Using the service breakdown, explain in one to three sentences why the company keeps doing buy-back even though it loses money on each transaction.

**Extract to read:**
* * * * * * *

If you are about to engage one of our services for the first time, this is what other first-timers have asked.
The breakdown of our service volume by category, as a rough percentage of total annual operations. Useful as a reality check on how the company actually runs.
| Category | % of revenue | % of staff hours | % of customer interactions |
|---|---|---|---|
| Reconditioned IBC sales | 52% | 38% | 45% |
| Used IBC sales (no recond) | 14% | 8% | 18% |
| New IBC sales | 9% | 4% | 6% |
| Stainless tank sales | 5% | 6% | 3% |
| Buy-back operations | −4% (cost center) | 14% | 10% |
| Transportation as service | 10% | 11% | 8% |
| End-of-life recycling | 1% (break-even) | 7% | 2% |
| Custom modifications | 5% | 9% | 3% |
| Accessories and parts | 4% | 3% | 5% |
A few observations from this table. Buy-back is our only "cost center" — we lose money on a per-transaction basis on buy-back operations because we are paying customers and providing freight at our cost. The reason is that buy-back is the upstream supply for the entire reconditioning operation, and without it the rest of the business would not exist. Buy-back is funded by reconditioning sales, in effect. The math works out because the reconditioning margin pays for the buy-back acquisition cost roughly four times over.
End-of-life recycling is roughly break-even. We do not make money on the 9% of incoming totes that we strip down and route to recycling streams. We do it because not doing it would leave us with rejected totes piling up in the back yard, and because the customers who care about closed-loop reuse care about it specifically.
Custom modifications and accessories are surprisingly profitable for their share of staff hours. Both are essentially overhead-low service lines that fund the rest of the operation when the bay is at lower utilization.
For each of our five service lines, here is the boundary of what we will and will not take on. These limits come from a mix of capacity constraints, technical limits, and cases where we know we are not the best fit and would rather refer you somewhere appropriate.
Will: pick up 4+ totes per location, pay per-tote at the published rates, free pickup on full pallets, ACH payment within 7 days, optional credit conversion at +15%.
Will not: accept hazmat-residue totes, pay rates for "unknown contents" totes higher than the unknown-industrial floor, schedule pickups outside the lower-48 service area.

* * * * * * *

**Information provided:**
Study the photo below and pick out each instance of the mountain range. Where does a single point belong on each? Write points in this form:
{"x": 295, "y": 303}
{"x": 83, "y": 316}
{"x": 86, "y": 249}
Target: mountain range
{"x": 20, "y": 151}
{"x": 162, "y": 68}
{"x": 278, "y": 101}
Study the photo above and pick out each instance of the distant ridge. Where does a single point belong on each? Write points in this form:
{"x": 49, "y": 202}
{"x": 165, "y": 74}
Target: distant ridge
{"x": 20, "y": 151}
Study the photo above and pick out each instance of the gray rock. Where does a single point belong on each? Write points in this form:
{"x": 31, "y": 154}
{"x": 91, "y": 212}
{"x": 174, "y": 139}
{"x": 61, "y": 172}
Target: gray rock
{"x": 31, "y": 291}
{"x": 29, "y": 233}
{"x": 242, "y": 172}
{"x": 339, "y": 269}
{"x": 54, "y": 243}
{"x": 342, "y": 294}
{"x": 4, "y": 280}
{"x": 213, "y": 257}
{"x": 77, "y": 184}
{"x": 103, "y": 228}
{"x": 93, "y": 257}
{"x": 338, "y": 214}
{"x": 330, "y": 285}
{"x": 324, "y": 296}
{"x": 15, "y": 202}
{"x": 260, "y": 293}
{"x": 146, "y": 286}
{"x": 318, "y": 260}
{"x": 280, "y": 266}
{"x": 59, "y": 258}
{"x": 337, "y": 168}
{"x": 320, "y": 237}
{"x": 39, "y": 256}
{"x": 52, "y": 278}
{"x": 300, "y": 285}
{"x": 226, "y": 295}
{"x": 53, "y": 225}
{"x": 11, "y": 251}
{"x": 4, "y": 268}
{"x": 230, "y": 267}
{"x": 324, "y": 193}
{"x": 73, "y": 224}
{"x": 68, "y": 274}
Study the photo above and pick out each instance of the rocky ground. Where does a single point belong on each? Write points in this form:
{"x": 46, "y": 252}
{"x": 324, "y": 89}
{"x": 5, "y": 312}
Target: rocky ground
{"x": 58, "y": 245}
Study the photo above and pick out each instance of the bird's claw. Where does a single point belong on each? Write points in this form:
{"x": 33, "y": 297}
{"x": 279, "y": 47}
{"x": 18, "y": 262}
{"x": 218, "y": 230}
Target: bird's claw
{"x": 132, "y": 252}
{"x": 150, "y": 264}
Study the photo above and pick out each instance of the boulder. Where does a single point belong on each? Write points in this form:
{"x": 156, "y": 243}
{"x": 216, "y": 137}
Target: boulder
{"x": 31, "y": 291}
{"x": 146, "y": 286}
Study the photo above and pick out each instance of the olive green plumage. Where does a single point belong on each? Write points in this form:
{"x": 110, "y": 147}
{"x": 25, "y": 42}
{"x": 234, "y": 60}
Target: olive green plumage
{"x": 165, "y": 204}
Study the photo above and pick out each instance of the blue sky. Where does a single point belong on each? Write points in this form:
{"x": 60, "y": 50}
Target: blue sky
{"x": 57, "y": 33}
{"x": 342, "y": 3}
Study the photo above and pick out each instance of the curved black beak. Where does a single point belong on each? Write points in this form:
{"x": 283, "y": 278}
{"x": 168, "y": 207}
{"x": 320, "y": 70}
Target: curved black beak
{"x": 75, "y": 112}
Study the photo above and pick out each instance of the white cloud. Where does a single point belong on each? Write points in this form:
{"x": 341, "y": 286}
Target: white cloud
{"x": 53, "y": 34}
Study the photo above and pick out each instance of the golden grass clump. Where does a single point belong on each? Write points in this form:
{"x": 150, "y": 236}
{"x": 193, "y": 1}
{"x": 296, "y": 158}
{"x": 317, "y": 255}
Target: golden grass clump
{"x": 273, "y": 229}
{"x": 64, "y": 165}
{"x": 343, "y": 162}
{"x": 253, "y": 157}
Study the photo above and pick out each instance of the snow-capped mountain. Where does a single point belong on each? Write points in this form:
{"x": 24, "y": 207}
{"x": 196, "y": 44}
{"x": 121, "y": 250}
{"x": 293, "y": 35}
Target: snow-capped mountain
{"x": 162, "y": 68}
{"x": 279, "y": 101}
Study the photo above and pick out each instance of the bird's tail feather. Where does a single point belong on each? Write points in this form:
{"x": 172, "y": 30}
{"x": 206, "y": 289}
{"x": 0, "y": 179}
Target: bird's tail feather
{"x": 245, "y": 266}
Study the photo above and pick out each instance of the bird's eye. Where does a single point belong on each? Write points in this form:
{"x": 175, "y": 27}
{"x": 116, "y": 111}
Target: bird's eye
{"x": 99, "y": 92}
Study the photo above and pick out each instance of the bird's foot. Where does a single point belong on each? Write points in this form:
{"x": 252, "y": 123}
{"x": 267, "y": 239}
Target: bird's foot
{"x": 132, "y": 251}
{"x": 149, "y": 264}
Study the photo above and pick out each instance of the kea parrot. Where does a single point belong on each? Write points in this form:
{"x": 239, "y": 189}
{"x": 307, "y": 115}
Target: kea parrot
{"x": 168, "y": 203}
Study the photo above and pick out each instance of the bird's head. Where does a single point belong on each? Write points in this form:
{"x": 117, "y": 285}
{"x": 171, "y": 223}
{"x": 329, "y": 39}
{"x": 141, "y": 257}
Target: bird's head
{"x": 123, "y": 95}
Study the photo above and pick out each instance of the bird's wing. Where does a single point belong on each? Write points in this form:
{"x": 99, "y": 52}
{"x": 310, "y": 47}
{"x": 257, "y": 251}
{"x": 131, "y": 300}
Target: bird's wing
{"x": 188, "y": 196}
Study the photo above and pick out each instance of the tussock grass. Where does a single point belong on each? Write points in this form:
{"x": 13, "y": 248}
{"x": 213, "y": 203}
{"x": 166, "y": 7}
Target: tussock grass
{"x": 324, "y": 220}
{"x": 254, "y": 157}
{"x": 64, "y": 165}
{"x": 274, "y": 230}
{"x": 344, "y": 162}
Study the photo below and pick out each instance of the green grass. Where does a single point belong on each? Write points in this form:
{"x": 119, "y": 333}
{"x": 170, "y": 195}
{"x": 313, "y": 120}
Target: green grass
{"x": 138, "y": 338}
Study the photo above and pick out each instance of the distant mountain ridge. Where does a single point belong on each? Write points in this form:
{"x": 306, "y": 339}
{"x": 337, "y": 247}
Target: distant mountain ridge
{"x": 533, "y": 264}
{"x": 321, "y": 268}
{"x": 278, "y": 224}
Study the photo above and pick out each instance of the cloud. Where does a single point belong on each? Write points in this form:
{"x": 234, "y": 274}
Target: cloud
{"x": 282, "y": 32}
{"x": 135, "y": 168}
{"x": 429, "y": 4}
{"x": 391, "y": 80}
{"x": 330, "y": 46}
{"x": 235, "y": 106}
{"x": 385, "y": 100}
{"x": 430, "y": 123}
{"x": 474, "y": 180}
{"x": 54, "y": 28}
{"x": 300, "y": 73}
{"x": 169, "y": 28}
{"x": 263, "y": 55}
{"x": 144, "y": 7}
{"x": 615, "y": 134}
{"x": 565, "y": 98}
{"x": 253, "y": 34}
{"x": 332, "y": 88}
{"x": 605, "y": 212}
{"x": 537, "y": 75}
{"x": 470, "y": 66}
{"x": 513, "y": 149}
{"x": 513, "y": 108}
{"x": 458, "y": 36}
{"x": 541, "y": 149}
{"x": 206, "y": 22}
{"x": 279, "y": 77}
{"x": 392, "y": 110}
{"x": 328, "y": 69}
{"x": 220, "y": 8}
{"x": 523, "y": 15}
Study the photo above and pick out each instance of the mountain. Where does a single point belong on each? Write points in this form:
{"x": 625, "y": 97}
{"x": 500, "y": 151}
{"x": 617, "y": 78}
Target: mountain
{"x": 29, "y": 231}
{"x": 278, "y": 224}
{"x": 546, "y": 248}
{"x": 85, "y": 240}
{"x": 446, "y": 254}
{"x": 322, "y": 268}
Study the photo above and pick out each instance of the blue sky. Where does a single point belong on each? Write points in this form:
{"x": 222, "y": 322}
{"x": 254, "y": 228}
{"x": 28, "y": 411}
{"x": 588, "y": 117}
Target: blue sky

* * * * * * *

**Answer section:** Buy-back is the upstream supply for the whole reconditioning operation, and without it the rest of the business would not exist. Reconditioning sales fund it in effect, because the reconditioning margin pays for the buy-back acquisition cost roughly four times over.